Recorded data
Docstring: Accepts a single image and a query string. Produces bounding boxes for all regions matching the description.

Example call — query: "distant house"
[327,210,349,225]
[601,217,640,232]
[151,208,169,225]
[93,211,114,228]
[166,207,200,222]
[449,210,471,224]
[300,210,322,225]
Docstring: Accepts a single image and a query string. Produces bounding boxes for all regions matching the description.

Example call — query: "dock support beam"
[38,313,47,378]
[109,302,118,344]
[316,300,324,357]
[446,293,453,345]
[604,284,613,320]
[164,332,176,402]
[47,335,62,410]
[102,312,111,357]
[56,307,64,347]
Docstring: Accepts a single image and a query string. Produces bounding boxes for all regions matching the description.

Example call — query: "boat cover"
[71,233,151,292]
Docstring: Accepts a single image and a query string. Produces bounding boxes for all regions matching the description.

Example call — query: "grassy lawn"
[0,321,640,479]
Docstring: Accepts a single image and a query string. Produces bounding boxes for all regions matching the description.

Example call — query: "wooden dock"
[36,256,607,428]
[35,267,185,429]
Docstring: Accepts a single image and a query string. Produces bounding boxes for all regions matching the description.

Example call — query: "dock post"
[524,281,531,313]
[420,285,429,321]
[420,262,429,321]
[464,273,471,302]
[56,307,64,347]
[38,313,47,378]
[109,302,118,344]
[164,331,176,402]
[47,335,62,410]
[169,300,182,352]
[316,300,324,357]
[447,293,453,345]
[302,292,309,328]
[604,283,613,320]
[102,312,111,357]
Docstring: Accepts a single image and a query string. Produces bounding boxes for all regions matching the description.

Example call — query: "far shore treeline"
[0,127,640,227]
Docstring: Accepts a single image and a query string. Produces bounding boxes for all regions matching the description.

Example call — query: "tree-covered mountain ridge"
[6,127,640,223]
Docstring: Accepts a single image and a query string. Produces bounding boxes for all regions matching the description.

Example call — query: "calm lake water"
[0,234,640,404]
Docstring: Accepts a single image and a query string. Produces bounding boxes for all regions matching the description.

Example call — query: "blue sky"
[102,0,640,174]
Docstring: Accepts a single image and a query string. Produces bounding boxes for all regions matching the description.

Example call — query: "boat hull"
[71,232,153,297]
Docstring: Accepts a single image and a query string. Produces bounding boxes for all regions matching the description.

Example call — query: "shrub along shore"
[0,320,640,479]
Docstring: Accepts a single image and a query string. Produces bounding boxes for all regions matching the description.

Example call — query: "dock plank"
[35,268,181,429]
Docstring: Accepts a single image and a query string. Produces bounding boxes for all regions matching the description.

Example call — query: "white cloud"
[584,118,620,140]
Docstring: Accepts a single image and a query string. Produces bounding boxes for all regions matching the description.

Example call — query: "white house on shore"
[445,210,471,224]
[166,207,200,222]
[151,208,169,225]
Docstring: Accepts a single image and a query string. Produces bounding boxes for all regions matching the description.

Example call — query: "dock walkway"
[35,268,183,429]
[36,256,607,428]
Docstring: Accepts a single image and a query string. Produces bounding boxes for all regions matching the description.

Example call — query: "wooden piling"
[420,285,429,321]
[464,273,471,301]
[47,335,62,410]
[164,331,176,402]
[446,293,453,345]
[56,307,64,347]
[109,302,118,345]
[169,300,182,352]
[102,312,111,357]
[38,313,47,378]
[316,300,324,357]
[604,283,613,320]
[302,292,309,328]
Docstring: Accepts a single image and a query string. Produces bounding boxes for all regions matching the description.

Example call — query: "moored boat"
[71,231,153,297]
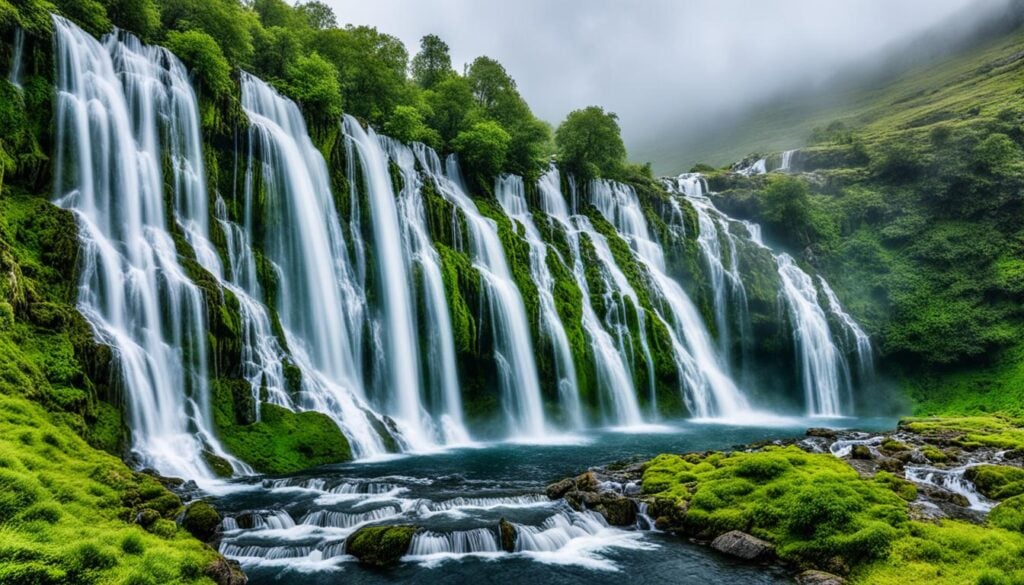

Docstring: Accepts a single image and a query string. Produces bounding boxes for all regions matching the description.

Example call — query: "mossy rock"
[214,380,352,474]
[345,525,420,567]
[181,500,220,542]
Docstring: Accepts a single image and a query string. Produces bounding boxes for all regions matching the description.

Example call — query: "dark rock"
[797,571,846,585]
[345,525,419,567]
[850,445,874,459]
[181,500,220,542]
[498,518,519,552]
[545,477,575,500]
[711,530,775,560]
[203,556,249,585]
[593,494,637,527]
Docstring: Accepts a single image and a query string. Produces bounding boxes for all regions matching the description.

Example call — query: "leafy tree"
[424,75,476,144]
[384,106,440,148]
[161,0,259,66]
[165,31,232,97]
[312,27,411,125]
[286,52,341,122]
[412,35,455,89]
[103,0,160,41]
[555,106,626,177]
[295,0,338,31]
[452,121,512,179]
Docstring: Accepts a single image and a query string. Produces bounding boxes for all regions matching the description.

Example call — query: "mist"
[328,0,1002,168]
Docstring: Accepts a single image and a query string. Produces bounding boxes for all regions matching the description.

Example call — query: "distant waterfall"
[380,137,469,444]
[242,74,384,456]
[590,180,749,418]
[417,145,546,437]
[535,169,638,425]
[53,16,245,477]
[495,175,585,426]
[678,173,873,416]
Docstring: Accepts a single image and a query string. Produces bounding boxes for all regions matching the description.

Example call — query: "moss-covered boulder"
[214,383,352,473]
[181,500,220,542]
[345,525,419,567]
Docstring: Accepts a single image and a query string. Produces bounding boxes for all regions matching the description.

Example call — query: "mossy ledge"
[548,417,1024,585]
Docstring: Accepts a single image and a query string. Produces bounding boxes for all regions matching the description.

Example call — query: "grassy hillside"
[632,5,1024,174]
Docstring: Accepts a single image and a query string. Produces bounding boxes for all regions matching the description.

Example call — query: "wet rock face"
[711,530,775,560]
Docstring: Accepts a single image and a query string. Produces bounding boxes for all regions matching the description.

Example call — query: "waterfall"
[242,74,384,456]
[381,137,470,445]
[776,150,797,172]
[495,175,585,427]
[775,254,851,416]
[343,116,434,449]
[590,180,749,418]
[53,16,245,477]
[669,173,751,363]
[416,144,546,438]
[531,169,638,425]
[7,27,25,89]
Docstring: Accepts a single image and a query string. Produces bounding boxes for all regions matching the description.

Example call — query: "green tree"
[452,121,512,181]
[555,106,626,177]
[412,35,455,89]
[164,31,232,97]
[295,0,338,31]
[286,52,341,123]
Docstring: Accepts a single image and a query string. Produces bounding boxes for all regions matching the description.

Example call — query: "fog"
[328,0,1001,166]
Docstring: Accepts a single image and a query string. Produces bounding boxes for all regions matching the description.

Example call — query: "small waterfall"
[7,27,25,89]
[538,169,638,425]
[495,175,585,427]
[775,150,797,172]
[416,144,546,437]
[53,16,244,477]
[590,180,749,418]
[775,254,852,416]
[904,465,997,512]
[381,137,470,445]
[242,74,384,456]
[818,277,874,383]
[343,116,434,449]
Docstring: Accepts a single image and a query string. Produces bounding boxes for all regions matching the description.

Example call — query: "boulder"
[711,530,775,560]
[797,571,846,585]
[181,500,220,542]
[498,518,519,552]
[345,525,419,567]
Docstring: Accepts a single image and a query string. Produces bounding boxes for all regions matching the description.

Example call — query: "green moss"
[345,526,419,567]
[213,381,352,473]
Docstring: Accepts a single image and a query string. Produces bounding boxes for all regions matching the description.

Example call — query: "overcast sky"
[327,0,992,142]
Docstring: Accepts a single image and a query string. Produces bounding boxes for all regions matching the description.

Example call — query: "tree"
[555,106,626,177]
[286,52,341,122]
[295,0,338,31]
[453,121,512,178]
[413,35,455,89]
[164,31,232,97]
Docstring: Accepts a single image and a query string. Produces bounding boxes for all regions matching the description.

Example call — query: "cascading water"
[590,180,749,418]
[536,169,638,425]
[495,175,585,427]
[416,144,546,437]
[381,137,470,445]
[242,74,384,456]
[7,27,25,89]
[343,116,434,449]
[53,16,246,477]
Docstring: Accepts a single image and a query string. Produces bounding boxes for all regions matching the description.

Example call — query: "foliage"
[412,35,455,89]
[452,122,512,181]
[555,106,626,177]
[164,30,232,98]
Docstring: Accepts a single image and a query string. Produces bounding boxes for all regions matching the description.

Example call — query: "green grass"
[0,394,217,584]
[643,446,1024,585]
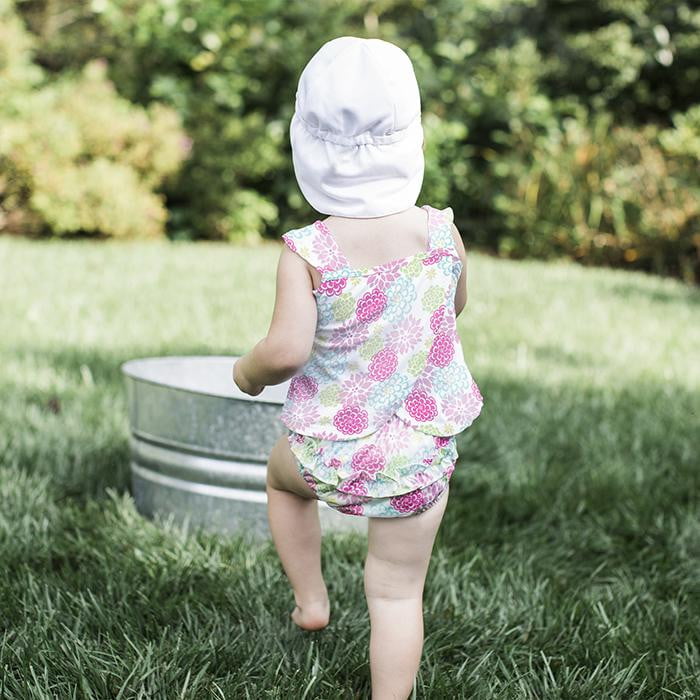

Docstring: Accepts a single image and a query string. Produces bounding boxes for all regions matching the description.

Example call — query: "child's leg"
[365,486,448,700]
[267,436,330,629]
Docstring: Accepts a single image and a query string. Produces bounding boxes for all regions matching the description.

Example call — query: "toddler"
[234,36,483,700]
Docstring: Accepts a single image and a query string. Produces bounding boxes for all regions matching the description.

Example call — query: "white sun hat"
[289,36,425,218]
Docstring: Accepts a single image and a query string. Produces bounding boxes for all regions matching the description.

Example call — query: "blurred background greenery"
[0,0,700,284]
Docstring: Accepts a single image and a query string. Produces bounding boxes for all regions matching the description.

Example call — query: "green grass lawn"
[0,238,700,700]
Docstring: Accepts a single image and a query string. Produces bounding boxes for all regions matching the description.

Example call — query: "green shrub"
[0,2,186,237]
[491,105,700,280]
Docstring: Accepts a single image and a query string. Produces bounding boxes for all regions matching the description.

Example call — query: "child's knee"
[364,552,426,600]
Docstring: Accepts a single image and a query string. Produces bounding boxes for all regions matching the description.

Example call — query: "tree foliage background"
[0,0,700,283]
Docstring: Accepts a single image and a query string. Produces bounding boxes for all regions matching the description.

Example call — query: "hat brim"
[289,112,425,218]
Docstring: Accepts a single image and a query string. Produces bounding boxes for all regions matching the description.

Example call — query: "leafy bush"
[5,0,700,281]
[0,0,185,237]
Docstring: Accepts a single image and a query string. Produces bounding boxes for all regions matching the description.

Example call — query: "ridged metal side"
[121,356,367,537]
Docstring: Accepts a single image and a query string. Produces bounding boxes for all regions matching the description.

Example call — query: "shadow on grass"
[0,346,700,698]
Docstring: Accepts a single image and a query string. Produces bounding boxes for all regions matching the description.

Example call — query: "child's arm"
[233,246,316,396]
[452,224,467,316]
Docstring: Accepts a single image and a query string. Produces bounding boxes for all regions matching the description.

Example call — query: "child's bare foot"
[291,598,331,630]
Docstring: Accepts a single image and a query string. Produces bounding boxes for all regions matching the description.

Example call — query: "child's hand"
[233,358,265,396]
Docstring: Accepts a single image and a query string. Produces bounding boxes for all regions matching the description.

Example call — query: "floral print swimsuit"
[281,205,483,517]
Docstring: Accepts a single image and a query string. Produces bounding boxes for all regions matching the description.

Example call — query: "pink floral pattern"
[289,374,318,401]
[281,205,483,442]
[406,391,437,423]
[351,445,386,479]
[391,489,425,513]
[388,316,423,353]
[367,260,406,291]
[428,333,455,367]
[355,287,386,323]
[333,406,367,435]
[340,372,372,404]
[289,416,457,518]
[316,277,348,297]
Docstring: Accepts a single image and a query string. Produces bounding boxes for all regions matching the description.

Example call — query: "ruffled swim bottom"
[289,416,457,518]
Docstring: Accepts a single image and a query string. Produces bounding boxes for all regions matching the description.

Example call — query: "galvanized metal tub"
[121,355,366,537]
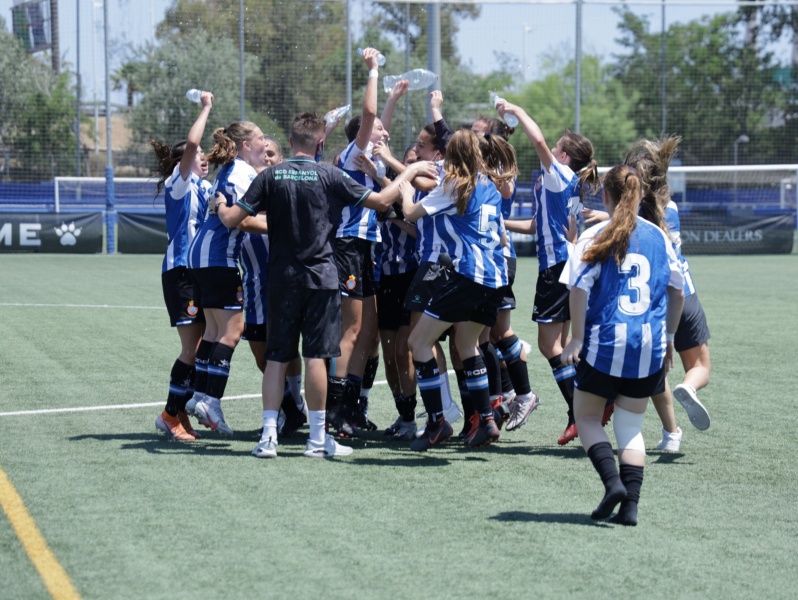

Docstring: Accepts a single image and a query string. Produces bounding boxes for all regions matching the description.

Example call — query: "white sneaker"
[657,427,682,452]
[391,417,418,440]
[252,437,284,458]
[305,434,352,458]
[504,392,540,431]
[673,383,710,431]
[186,392,205,417]
[194,396,233,435]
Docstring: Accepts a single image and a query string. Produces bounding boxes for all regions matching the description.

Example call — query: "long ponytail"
[582,165,642,265]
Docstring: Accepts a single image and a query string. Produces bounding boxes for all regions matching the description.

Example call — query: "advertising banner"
[0,212,103,254]
[680,210,795,255]
[116,212,167,254]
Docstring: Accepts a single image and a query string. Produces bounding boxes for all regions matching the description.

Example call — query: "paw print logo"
[53,221,81,246]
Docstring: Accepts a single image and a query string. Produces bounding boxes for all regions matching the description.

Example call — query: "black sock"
[165,360,193,417]
[413,358,443,420]
[587,442,626,519]
[327,375,346,418]
[612,465,643,526]
[498,335,536,396]
[463,354,493,417]
[205,342,235,400]
[549,354,576,425]
[342,373,363,418]
[393,394,418,421]
[194,340,213,394]
[361,354,380,390]
[482,342,502,398]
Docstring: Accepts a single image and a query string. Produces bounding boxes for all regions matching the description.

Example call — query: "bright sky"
[0,0,764,102]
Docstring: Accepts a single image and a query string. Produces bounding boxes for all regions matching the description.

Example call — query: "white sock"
[439,373,454,410]
[260,410,278,442]
[308,410,327,444]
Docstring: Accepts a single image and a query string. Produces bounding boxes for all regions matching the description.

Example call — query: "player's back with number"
[576,218,681,379]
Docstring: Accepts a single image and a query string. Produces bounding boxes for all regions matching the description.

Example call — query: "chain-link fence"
[0,0,798,190]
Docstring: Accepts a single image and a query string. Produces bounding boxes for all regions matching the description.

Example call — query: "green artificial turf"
[0,255,798,600]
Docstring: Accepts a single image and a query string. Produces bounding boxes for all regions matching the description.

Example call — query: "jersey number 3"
[618,253,651,315]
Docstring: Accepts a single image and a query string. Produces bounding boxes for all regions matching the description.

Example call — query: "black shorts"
[673,294,709,352]
[191,267,244,310]
[499,256,516,310]
[335,237,377,300]
[161,267,205,327]
[405,262,452,312]
[266,282,341,362]
[241,323,266,342]
[377,269,416,331]
[574,359,665,399]
[424,272,502,327]
[532,262,571,323]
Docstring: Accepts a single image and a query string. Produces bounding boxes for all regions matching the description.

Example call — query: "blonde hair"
[206,121,258,166]
[582,165,642,265]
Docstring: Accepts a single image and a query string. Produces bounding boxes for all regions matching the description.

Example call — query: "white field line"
[0,302,166,310]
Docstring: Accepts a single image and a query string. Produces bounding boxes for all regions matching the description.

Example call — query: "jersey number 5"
[479,204,502,250]
[618,253,651,315]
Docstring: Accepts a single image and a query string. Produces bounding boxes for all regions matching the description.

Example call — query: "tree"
[0,20,76,181]
[615,9,784,165]
[130,31,279,149]
[158,0,346,131]
[507,54,638,176]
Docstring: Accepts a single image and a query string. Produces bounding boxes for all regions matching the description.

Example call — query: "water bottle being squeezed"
[186,88,202,104]
[357,48,385,67]
[490,92,518,127]
[324,104,352,127]
[382,69,438,94]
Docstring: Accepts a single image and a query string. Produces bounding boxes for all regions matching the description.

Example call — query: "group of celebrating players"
[148,48,710,525]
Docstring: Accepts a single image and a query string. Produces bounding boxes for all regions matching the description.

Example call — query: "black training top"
[237,157,372,290]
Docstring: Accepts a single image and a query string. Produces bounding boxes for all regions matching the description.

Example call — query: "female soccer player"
[560,165,684,525]
[402,130,516,452]
[497,102,599,446]
[187,121,266,435]
[150,92,213,442]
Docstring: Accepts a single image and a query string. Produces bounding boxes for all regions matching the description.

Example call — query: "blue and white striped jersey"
[189,158,257,269]
[560,217,684,379]
[413,160,443,264]
[335,142,385,242]
[665,200,695,298]
[533,159,579,271]
[161,164,211,272]
[421,175,508,288]
[238,233,269,325]
[374,220,418,275]
[502,182,518,258]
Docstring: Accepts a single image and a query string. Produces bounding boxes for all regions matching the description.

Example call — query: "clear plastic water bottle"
[357,48,385,66]
[324,104,352,127]
[382,69,438,94]
[490,92,518,127]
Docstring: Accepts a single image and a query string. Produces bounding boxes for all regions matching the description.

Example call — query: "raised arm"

• _Written task_:
Locate every line in the records that contains the word "shrub" and copy each of those lines.

• _Result below_:
Example call — query: "shrub along shore"
Example call — query: "green shrub"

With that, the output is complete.